[Opening GIVEN DATA section]
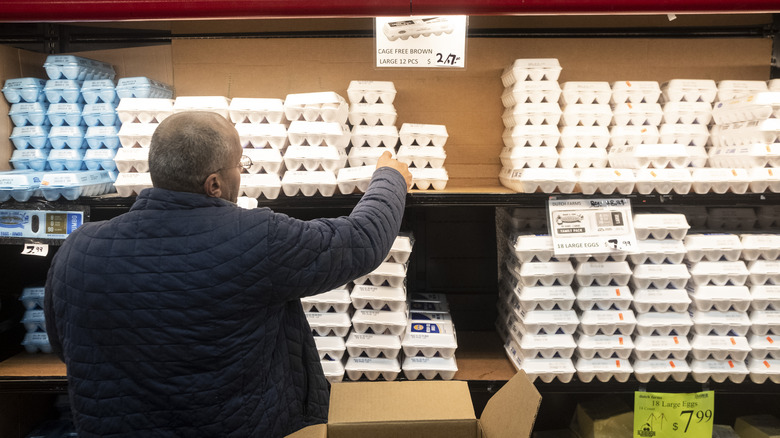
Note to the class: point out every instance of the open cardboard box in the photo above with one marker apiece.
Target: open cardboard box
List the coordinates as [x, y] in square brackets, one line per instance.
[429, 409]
[Closing GIVEN DATA section]
[Opening GIVEN DATA section]
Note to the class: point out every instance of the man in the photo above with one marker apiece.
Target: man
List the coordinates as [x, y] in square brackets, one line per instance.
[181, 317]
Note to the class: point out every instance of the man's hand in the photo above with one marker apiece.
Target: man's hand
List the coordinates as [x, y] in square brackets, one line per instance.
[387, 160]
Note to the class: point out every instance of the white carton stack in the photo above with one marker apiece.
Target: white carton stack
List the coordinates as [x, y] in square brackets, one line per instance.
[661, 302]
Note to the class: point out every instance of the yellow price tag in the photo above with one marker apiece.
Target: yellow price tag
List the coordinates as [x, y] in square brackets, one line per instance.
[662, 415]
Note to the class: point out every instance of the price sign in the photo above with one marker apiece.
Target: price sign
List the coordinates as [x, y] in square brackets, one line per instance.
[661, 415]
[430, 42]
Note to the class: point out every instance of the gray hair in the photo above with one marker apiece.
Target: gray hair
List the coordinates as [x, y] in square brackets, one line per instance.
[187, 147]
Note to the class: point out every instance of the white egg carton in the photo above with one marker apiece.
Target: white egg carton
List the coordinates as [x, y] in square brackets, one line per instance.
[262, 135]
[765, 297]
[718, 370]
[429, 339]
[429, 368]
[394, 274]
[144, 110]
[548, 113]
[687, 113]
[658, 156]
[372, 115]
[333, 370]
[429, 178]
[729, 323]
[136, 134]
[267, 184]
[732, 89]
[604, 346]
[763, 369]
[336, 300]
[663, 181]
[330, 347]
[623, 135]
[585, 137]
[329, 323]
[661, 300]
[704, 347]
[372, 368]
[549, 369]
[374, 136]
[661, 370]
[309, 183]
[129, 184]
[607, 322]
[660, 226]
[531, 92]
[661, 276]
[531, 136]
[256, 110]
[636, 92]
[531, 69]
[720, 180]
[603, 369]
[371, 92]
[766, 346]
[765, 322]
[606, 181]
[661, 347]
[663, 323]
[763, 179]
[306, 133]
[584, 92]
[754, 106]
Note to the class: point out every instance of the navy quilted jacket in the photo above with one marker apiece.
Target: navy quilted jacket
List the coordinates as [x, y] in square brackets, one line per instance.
[Closing GIVEN DATA section]
> _WHAT YOU ARE ASKED TO DO_
In the lines above, spot each one that contains the word "Target" and copy it.

> _ANSWER SPACE_
Target: open cardboard box
Target: man
Target: man's hand
Target: white carton stack
Target: yellow price tag
Target: price sign
Target: gray hair
Target: white egg carton
Target: navy quilted jacket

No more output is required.